Raw records:
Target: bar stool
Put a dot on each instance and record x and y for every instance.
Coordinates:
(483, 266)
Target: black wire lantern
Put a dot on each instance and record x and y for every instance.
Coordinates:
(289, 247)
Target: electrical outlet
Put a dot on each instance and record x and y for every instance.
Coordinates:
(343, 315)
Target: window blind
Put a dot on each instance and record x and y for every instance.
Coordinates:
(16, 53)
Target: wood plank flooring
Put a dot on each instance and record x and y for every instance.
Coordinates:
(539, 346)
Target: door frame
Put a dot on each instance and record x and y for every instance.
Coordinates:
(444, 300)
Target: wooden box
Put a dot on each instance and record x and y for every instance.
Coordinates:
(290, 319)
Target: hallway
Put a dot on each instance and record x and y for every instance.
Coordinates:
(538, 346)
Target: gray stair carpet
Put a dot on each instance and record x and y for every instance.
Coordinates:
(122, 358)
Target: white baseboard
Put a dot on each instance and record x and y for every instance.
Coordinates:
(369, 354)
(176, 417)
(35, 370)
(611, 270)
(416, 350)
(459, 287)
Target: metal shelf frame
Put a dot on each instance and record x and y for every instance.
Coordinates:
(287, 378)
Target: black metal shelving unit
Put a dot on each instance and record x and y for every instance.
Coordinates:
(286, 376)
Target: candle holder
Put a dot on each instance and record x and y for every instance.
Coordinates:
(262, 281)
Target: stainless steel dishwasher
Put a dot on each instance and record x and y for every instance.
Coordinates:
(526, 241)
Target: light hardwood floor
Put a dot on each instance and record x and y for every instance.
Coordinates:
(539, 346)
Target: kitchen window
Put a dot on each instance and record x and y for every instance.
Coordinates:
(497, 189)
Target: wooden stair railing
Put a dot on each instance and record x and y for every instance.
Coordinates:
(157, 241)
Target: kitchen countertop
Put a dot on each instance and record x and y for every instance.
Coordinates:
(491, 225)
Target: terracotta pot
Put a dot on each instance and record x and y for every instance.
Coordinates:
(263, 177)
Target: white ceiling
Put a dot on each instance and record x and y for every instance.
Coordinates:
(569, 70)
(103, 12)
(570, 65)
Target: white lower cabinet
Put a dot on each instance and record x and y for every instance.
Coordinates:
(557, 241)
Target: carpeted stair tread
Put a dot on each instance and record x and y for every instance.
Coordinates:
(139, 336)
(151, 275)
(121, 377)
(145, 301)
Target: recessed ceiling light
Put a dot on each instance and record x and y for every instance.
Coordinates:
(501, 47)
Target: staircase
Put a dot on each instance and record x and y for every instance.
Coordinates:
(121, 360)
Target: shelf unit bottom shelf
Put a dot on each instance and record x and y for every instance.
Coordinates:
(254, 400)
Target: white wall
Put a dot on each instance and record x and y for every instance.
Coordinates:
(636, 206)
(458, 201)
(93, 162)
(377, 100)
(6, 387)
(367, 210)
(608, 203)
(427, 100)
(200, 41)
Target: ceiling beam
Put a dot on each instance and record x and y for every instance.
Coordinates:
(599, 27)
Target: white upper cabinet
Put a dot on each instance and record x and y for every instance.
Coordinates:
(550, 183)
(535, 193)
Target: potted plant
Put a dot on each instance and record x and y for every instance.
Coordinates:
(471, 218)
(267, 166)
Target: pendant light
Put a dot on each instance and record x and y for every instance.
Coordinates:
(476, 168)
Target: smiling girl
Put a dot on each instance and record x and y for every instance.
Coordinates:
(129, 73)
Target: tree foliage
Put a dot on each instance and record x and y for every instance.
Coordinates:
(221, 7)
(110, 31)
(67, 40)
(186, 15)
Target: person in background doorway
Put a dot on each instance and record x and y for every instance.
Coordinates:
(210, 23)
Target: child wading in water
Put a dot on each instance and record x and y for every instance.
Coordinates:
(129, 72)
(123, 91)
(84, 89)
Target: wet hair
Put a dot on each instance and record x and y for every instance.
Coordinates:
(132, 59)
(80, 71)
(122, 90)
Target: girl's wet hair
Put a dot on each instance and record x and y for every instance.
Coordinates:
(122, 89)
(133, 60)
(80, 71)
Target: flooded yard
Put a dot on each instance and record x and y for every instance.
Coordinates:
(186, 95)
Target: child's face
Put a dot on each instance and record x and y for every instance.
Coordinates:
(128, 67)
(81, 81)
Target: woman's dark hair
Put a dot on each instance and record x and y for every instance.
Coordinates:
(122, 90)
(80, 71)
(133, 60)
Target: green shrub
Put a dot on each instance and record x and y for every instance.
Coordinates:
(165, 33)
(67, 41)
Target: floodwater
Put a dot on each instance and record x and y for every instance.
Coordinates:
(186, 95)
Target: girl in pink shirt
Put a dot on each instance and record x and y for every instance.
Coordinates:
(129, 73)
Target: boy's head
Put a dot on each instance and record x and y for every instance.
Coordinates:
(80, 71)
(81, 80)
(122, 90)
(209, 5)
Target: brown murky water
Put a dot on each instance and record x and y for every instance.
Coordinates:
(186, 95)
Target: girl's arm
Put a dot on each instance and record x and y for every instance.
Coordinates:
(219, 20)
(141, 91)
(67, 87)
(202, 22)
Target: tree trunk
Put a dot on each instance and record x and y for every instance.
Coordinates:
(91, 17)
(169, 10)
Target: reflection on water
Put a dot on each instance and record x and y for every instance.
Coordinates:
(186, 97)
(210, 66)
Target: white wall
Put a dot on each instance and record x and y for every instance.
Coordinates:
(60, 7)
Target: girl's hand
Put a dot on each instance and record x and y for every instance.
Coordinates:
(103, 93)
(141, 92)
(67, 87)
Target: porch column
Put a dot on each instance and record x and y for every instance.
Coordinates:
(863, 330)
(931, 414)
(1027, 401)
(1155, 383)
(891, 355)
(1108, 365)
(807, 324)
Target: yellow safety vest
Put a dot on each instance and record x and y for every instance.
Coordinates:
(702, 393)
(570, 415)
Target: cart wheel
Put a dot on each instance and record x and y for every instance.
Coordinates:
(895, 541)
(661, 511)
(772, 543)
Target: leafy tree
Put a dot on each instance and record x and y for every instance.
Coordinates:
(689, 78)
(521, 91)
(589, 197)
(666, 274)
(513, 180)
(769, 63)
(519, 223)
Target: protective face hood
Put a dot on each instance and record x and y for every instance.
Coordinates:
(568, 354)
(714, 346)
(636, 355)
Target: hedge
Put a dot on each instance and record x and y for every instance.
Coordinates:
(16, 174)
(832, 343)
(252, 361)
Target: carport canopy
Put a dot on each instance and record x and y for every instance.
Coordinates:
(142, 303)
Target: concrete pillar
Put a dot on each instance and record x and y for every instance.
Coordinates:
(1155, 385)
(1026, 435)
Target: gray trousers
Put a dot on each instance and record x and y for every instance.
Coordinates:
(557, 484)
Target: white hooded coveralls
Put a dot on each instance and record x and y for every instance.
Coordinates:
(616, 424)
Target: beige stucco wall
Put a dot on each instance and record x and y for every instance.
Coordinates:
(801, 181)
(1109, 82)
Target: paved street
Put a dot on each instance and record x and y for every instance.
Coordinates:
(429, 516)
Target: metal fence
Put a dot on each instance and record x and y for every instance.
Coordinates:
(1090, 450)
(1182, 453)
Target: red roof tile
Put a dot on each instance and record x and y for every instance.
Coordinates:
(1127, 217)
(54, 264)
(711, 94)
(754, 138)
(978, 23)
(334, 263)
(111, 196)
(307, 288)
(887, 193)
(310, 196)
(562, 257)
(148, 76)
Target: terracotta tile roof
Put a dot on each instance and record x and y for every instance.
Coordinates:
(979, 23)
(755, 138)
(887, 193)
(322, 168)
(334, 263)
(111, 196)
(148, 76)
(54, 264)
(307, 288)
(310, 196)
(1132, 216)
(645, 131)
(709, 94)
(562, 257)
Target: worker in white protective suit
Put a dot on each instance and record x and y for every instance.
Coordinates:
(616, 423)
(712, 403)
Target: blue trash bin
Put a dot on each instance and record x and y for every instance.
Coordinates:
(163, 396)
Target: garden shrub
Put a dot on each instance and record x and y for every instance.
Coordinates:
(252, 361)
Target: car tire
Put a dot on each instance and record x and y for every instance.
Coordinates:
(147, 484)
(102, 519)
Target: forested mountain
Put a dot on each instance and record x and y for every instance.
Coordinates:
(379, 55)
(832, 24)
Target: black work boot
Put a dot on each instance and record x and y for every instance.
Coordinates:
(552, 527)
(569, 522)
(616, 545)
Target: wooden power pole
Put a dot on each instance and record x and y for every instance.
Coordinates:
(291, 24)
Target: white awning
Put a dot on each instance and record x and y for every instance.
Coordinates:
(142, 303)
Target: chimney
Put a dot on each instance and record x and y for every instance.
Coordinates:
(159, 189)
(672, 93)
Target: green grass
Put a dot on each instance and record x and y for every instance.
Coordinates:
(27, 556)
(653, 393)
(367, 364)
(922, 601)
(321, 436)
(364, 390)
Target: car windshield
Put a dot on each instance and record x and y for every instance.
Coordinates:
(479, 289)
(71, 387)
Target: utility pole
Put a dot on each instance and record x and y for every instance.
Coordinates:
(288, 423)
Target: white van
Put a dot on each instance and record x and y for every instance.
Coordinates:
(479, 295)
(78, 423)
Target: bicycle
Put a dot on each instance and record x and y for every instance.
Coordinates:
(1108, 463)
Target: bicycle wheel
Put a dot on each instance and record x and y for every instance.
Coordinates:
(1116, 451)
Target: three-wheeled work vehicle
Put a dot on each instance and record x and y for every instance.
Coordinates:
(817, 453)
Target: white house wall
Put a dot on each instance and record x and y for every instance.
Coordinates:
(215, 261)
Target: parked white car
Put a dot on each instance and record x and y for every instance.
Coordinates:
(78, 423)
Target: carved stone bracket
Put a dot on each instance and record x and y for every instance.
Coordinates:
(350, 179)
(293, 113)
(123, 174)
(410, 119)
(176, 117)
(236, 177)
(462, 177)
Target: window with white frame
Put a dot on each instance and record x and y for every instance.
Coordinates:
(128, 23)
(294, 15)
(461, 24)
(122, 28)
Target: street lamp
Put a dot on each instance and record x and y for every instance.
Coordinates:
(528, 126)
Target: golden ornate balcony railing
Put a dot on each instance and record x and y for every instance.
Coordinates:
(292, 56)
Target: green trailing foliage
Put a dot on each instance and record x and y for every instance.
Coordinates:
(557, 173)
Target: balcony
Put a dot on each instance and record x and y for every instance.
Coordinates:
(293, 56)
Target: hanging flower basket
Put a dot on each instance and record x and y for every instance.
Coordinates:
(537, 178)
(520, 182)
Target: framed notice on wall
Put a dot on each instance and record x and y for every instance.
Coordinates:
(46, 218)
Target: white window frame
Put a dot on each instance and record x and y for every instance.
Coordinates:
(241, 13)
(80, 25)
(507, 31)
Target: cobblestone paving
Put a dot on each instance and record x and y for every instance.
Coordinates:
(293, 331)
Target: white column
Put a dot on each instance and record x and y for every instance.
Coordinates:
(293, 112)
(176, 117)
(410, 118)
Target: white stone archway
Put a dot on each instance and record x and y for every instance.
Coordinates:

Work to be completed: Format the part of the rows that opens with the line containing "Target: beige stucco wall" and closes with the line containing "(1182, 453)" as a two-column CSV with the headers text and answer, giving one CSV line for each row. Put each field in double quotes and replace any line breaks inside a field with spaces.

Exercise answer:
text,answer
"Target: beige stucco wall Put a dot on each instance and record x and y for every instance. Coordinates:","(801, 181) (1109, 82)"
"Target: paved street Put a dot on each instance and record x and y for every instance. Coordinates:","(429, 516)"
"Target: metal fence Put a dot on each instance and record x and y for every instance. Coordinates:","(1090, 450) (1182, 453)"